- Objective
Please copy the entries below line for line, starting with the line that contains "Every instance of the white shorts" and stopping after the line that contains "406), (609, 364)]", both included.

- Supplied material

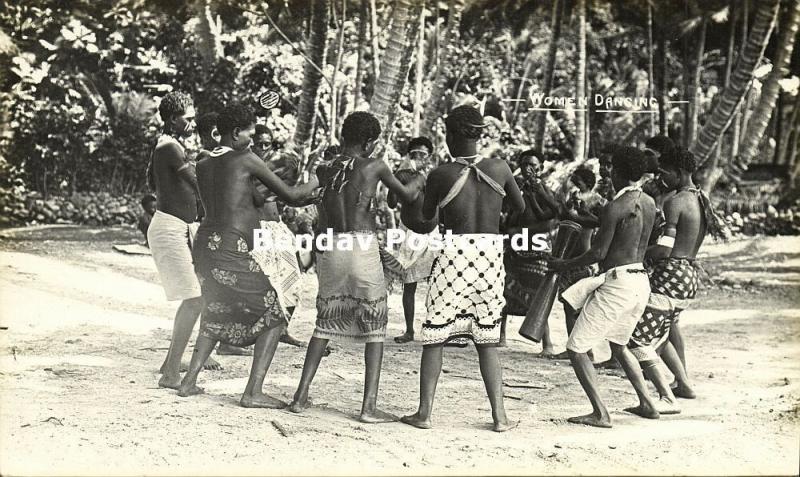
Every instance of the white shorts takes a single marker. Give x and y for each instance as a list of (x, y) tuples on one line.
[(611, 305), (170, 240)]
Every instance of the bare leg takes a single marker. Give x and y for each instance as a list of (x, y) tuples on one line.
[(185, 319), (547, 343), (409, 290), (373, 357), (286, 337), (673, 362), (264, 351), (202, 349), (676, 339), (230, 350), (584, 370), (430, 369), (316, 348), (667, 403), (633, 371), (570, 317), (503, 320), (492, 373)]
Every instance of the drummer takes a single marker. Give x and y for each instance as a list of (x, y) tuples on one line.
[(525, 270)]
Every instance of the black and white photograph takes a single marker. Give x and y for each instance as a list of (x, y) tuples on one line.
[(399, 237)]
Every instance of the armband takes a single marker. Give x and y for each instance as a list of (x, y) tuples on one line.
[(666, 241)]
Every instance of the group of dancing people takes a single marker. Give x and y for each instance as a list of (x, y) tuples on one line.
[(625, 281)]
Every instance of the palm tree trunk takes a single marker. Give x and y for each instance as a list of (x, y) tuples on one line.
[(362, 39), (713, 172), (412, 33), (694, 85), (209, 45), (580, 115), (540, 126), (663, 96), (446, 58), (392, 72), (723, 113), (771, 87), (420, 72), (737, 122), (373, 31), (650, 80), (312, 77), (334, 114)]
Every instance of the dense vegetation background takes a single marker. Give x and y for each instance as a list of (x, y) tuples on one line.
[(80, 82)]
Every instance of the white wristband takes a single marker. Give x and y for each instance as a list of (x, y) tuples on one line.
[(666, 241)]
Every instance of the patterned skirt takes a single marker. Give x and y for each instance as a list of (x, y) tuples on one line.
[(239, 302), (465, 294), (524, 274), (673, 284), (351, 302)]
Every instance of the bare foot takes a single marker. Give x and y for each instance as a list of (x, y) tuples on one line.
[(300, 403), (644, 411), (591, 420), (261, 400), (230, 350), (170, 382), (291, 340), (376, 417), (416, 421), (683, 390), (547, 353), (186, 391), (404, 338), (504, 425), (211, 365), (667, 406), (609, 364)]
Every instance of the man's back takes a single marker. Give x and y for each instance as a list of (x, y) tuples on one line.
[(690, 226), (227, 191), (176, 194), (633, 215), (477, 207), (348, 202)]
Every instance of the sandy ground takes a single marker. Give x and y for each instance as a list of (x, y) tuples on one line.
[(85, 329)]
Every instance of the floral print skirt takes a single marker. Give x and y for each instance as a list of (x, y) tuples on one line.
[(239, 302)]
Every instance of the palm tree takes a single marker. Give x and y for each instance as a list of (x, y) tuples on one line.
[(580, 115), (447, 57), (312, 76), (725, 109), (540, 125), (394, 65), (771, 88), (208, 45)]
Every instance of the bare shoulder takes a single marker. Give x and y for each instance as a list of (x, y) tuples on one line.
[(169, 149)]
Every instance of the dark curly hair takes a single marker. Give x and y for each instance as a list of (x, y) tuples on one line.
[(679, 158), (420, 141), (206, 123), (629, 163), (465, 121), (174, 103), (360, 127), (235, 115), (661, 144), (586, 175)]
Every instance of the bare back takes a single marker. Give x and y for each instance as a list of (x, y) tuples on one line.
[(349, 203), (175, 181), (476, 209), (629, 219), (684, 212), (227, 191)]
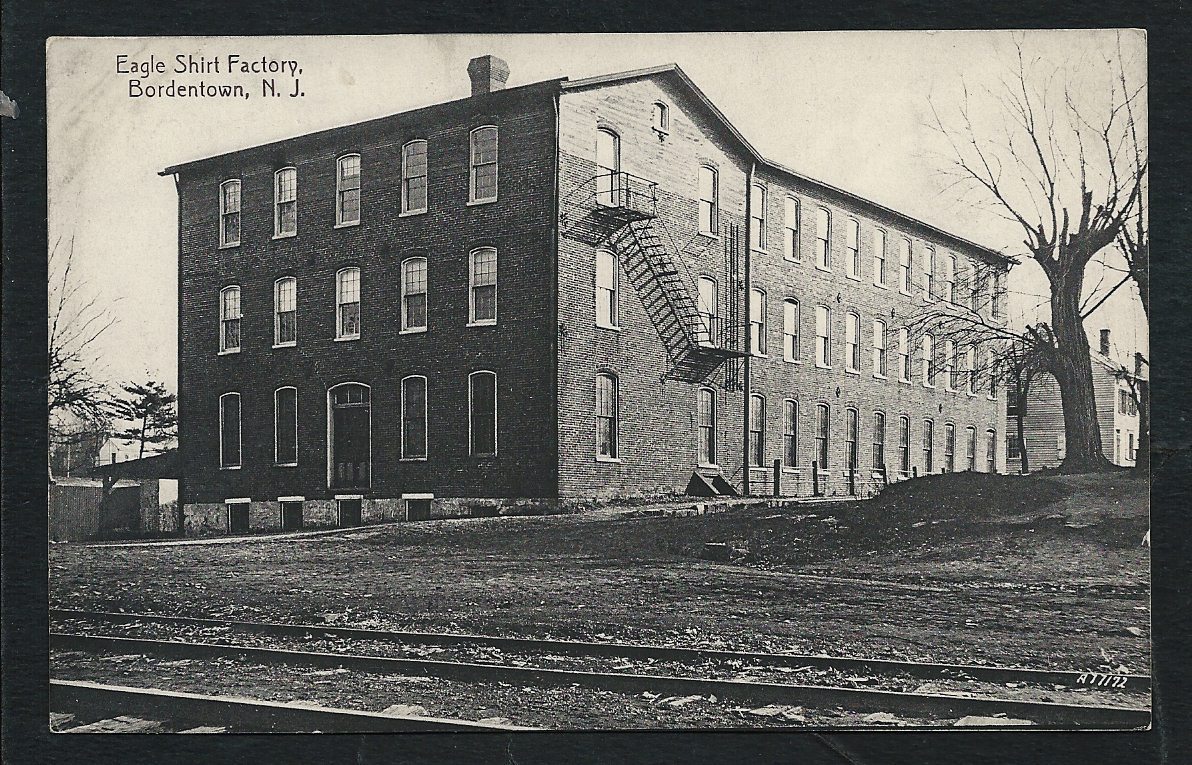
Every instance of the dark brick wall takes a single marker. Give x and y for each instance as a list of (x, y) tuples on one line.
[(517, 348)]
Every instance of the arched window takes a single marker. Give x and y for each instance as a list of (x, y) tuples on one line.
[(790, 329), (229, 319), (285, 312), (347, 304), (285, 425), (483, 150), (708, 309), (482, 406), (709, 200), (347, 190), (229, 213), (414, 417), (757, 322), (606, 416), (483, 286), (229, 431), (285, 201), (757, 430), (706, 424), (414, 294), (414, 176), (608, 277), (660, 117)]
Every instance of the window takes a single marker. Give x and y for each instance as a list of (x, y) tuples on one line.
---
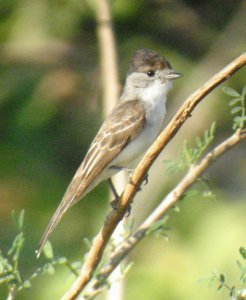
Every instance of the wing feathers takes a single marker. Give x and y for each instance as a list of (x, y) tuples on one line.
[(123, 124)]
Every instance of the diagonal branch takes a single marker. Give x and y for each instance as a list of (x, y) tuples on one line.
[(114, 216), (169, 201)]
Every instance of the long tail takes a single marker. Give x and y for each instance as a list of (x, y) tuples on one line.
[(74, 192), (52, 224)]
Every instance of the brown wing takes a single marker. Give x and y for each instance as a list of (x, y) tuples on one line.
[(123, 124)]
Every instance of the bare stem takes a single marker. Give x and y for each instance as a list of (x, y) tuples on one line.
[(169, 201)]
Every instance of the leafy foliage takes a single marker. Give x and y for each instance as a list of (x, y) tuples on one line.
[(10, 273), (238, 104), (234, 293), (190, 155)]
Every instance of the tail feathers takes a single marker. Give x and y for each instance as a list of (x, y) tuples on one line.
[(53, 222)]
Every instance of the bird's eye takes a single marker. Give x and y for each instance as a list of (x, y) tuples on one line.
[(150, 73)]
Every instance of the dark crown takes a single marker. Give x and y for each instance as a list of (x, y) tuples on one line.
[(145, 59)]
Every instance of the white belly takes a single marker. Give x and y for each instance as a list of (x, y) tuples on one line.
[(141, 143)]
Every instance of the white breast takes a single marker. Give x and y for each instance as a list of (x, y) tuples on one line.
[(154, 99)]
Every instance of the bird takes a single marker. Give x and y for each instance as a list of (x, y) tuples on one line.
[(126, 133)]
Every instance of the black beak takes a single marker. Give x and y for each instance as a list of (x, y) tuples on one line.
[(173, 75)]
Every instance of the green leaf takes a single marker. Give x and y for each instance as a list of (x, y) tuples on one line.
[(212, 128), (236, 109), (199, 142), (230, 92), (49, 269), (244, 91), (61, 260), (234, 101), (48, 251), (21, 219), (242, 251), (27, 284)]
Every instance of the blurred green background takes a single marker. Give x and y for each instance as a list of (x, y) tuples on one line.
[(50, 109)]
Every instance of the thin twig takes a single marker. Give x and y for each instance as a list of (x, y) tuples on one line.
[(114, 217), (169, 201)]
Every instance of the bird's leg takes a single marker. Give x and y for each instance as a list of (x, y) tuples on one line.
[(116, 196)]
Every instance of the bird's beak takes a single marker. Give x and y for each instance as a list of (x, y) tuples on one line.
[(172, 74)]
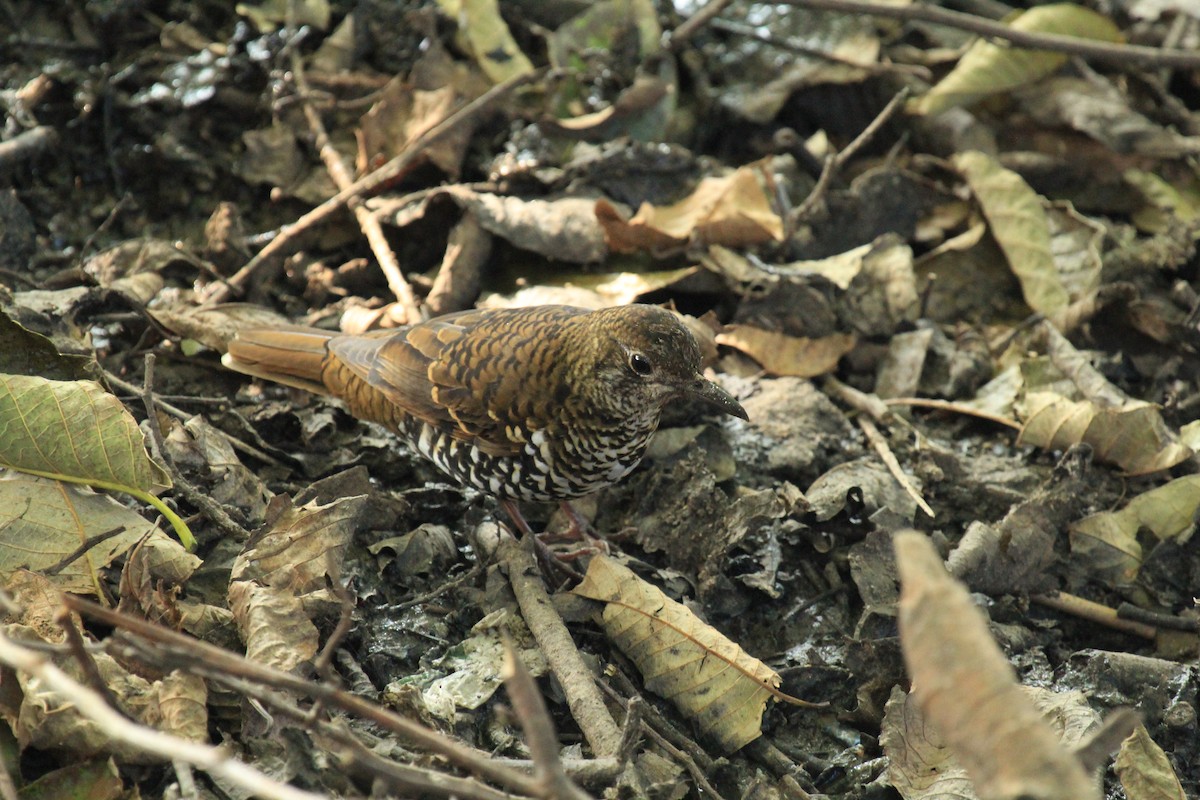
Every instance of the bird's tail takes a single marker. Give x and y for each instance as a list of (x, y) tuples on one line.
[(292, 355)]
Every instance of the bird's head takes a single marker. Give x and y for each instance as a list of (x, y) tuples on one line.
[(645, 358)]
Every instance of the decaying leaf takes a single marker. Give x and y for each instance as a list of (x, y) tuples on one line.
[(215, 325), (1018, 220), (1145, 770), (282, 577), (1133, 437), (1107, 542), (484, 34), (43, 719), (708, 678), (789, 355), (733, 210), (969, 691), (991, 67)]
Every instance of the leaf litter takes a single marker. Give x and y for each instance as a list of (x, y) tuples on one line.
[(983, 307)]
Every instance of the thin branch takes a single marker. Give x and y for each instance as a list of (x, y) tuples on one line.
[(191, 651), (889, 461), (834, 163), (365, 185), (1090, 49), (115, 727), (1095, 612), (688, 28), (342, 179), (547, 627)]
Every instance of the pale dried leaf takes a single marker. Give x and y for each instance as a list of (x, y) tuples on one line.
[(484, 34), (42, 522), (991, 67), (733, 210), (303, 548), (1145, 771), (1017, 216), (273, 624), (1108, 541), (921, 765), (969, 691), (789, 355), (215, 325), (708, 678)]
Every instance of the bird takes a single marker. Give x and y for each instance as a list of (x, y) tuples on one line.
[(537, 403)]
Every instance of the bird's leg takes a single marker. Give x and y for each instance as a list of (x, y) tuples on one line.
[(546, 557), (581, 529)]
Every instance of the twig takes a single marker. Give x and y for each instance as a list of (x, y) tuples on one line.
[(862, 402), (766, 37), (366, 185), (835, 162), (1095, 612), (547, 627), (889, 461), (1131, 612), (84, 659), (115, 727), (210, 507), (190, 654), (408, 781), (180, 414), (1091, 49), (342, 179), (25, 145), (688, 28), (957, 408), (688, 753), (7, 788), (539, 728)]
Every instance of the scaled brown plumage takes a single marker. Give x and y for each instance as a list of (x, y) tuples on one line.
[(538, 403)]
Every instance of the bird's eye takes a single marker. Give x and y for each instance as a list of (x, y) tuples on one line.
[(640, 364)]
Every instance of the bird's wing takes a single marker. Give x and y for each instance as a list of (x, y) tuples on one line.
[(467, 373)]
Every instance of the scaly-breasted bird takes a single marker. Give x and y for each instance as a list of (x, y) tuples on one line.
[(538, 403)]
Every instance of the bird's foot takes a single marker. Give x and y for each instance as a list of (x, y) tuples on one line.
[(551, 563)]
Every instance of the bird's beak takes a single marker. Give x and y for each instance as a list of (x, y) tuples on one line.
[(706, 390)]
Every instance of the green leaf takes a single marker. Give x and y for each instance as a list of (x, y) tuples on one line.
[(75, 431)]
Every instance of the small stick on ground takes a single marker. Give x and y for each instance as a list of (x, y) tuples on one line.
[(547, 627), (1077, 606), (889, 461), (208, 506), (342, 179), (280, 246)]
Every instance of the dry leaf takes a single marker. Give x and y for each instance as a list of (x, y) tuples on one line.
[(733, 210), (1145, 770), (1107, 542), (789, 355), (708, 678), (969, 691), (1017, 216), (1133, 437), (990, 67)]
* * *
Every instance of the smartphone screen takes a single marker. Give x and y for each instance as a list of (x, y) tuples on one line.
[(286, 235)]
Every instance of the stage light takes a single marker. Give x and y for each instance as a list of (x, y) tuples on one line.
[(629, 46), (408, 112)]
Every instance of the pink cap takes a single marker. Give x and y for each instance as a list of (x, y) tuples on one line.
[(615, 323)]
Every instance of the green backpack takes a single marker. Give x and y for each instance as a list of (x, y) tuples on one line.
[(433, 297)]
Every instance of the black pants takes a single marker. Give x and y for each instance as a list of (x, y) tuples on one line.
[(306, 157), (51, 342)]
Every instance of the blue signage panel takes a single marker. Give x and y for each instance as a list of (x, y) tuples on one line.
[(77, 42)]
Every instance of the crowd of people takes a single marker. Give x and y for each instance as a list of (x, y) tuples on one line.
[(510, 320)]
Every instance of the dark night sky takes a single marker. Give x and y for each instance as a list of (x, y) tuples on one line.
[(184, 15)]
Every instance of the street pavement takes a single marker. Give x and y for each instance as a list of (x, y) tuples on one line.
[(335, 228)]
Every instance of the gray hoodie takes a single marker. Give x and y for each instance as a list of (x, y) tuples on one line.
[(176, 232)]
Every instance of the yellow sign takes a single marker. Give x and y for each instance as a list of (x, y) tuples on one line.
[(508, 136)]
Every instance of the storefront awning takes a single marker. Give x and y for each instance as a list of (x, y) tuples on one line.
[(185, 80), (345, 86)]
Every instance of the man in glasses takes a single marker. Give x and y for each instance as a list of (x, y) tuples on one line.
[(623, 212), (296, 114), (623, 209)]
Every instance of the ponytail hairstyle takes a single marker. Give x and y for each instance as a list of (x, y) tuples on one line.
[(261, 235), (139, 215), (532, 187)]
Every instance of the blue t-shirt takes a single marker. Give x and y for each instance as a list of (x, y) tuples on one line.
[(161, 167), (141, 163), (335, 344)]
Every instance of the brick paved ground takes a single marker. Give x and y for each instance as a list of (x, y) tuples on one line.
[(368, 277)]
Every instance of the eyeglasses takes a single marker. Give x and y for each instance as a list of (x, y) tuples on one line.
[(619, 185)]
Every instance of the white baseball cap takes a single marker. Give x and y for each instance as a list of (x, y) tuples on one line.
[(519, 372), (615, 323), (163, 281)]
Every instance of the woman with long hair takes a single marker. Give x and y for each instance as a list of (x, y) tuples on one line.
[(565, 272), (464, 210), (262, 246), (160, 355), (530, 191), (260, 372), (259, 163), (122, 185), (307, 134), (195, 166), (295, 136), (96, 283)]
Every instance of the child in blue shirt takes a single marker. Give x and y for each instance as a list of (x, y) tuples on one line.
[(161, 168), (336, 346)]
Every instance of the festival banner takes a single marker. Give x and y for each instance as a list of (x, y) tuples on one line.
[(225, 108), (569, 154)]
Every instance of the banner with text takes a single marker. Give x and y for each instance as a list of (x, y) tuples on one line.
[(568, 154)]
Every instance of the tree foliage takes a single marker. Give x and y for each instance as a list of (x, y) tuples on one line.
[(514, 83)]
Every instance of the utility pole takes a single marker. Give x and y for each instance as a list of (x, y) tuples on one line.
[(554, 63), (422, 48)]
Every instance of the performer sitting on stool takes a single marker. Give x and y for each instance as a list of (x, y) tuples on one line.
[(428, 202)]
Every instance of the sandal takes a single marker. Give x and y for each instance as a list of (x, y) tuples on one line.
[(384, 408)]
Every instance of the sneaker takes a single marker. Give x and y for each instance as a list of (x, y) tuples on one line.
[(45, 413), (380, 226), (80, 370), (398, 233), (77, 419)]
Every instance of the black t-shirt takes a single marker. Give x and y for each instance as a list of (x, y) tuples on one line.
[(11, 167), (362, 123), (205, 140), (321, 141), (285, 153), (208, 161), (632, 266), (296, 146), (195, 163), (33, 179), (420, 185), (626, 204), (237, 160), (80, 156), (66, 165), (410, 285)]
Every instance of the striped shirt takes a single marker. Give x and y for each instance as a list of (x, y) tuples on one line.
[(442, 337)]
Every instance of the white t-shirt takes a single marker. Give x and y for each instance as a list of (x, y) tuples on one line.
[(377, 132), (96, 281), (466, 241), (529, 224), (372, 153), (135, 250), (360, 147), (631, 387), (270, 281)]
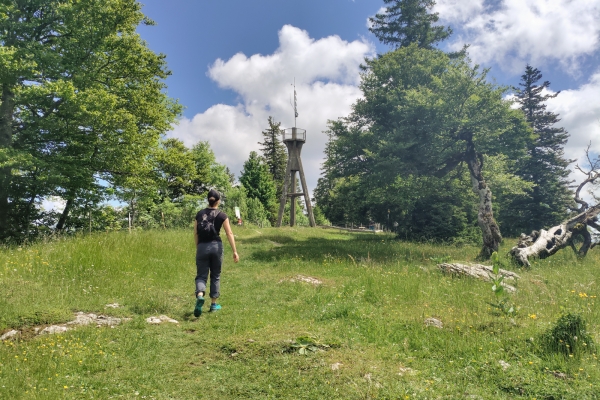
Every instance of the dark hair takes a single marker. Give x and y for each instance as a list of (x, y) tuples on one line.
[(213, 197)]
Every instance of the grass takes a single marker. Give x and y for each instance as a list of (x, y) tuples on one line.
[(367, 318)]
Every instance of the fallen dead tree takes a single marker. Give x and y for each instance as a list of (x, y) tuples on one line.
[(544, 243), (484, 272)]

- Written reply
Every instance of the white shorts takes a single marker. Give x and y for each instance as a list of (x, y) tuples on one line.
[(611, 305), (170, 240)]
Every instance of the bare leg takes a single marker. Give x and y for each instance as a list of (x, y) tuples on one line.
[(185, 319), (547, 343), (409, 290), (373, 357), (286, 337), (673, 362), (264, 351), (202, 349), (676, 339), (230, 350), (584, 370), (430, 369), (316, 348), (667, 403), (633, 371), (570, 317), (503, 320), (492, 373)]
Every instance of the drummer takes a single marker. Give x and y for each instance as a list of (x, y) tuples on one line.
[(525, 270)]
Every instance of the black and white photograph takes a single marker. Give x and y for each instance as a list of (x, y) tuples on one line.
[(399, 237)]
Every instance of the armband takes a single marker. Give x and y for each instance as a list of (x, y) tuples on one line.
[(666, 241)]
Every instance of the group of dancing people takes a single marker. Give x and y for each instance as a list of (x, y) tuples on one line.
[(625, 281)]
Every instance of the palm tree trunk takes a single marker. Give x and y for each instance as a list of (x, y) tuples on one line.
[(362, 39), (713, 172), (412, 33), (694, 85), (209, 45), (580, 115), (540, 126), (663, 96), (446, 58), (392, 72), (723, 113), (771, 87), (420, 72), (737, 122), (373, 31), (650, 80), (312, 77), (334, 114)]
Every instance of the dense vegetation background takes a single marker. Give x and y for each instance as a list of (x, y) tuples on one line.
[(80, 82)]
Every instance of the white wristband takes a single marker. Give x and y for each instance as a list of (x, y) tuples on one line.
[(666, 241)]
Every instance of the patterned skirt takes a single marker. Give x and y for each instance as a list of (x, y) tuples on one line.
[(239, 302), (465, 294), (524, 274), (673, 284), (351, 302)]
Every instance of the bare foot takes a single marker. Give x and y for each instance as a list of (x, y) tuples on one line.
[(300, 403), (644, 411), (591, 420), (261, 400), (230, 350), (170, 382), (291, 340), (376, 417), (416, 421), (683, 390), (547, 353), (186, 391), (404, 338), (504, 425), (211, 365), (667, 406), (609, 364)]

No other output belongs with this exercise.